§ Listed entries:

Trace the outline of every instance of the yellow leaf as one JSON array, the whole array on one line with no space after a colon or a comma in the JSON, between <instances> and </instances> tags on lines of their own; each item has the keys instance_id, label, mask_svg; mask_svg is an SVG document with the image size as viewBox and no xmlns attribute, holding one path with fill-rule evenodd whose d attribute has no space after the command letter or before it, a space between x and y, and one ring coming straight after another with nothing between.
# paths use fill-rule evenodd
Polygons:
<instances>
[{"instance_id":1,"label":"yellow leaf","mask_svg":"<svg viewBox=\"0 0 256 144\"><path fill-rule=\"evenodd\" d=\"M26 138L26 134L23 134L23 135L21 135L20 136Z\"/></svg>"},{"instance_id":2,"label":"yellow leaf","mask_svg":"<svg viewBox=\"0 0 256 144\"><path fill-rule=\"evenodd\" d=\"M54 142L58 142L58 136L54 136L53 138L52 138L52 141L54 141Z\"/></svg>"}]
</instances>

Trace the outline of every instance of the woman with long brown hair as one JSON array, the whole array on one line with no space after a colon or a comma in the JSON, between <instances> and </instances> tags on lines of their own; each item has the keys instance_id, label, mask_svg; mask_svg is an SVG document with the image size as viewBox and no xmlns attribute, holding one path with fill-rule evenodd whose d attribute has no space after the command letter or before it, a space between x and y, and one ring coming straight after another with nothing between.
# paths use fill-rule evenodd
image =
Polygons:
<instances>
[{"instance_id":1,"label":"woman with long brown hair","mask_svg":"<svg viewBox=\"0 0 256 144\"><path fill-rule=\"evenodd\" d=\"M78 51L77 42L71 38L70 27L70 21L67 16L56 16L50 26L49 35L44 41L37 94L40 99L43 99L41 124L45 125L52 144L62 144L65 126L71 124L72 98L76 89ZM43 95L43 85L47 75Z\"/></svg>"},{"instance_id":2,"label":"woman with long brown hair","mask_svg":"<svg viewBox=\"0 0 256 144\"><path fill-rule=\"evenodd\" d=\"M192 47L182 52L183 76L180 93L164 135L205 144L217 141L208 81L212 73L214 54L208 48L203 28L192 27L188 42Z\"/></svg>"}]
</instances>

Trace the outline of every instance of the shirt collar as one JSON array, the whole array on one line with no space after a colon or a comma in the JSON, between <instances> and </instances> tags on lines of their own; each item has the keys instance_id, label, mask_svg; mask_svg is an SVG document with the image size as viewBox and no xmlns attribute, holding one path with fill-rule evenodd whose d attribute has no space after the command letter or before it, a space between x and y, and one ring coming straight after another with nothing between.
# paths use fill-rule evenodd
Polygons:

§ Given exercise: Copy all of the data above line for line, keeping every character the same.

§ Written reply:
Trace the outline of every instance of the yellow leaf as one JSON array, the whole array on one line with no space after a colon or a comma in the JSON, between <instances> and </instances> tags on lines of their own; each item has the keys instance_id, label, mask_svg; mask_svg is an SVG document with the image size as viewBox and no xmlns attribute, holding one path with fill-rule evenodd whose d attribute has no space after the command letter or before it, a space between x and y, and one ring coming straight after another with nothing between.
# paths use fill-rule evenodd
Polygons:
<instances>
[{"instance_id":1,"label":"yellow leaf","mask_svg":"<svg viewBox=\"0 0 256 144\"><path fill-rule=\"evenodd\" d=\"M26 138L26 134L23 134L23 135L21 135L20 136Z\"/></svg>"},{"instance_id":2,"label":"yellow leaf","mask_svg":"<svg viewBox=\"0 0 256 144\"><path fill-rule=\"evenodd\" d=\"M54 142L58 142L58 136L54 136L53 138L52 138L52 141L54 141Z\"/></svg>"}]
</instances>

Trace the outline of every instance of the woman with long brown hair as one JSON array, the whole array on one line with no space after a colon or a comma in the JSON, between <instances> and </instances> tags on lines of their own; each item has the keys instance_id, label, mask_svg; mask_svg is an SVG document with the image size as viewBox and no xmlns attribute, holding one path with fill-rule evenodd whose d attribute has no space after the command letter or before it, a space between x and y, and one ring coming straight after another with nothing between.
# paths use fill-rule evenodd
image =
Polygons:
<instances>
[{"instance_id":1,"label":"woman with long brown hair","mask_svg":"<svg viewBox=\"0 0 256 144\"><path fill-rule=\"evenodd\" d=\"M78 51L77 42L71 38L70 27L70 21L67 16L56 16L50 26L49 35L44 41L37 94L40 99L43 99L41 124L45 125L52 144L62 144L65 126L71 124L72 98L76 89ZM43 95L43 85L47 75Z\"/></svg>"},{"instance_id":2,"label":"woman with long brown hair","mask_svg":"<svg viewBox=\"0 0 256 144\"><path fill-rule=\"evenodd\" d=\"M192 47L182 52L183 76L180 93L164 135L205 144L217 141L208 81L212 73L214 54L208 48L203 28L192 27L188 42Z\"/></svg>"}]
</instances>

Trace the outline of every instance of the shirt collar as one JSON array, the whole array on one line with no space after a colon or a comma in the JSON, between <instances> and </instances> tags on lines of their own; each item has the keys instance_id, label, mask_svg; mask_svg is an SVG document with the image size as viewBox and no xmlns attribute, holding one path with fill-rule evenodd whose d attribute has no space after the command letter or before it, a space between x and y, and one ring coming straight after another with nothing between.
# paths use fill-rule evenodd
Polygons:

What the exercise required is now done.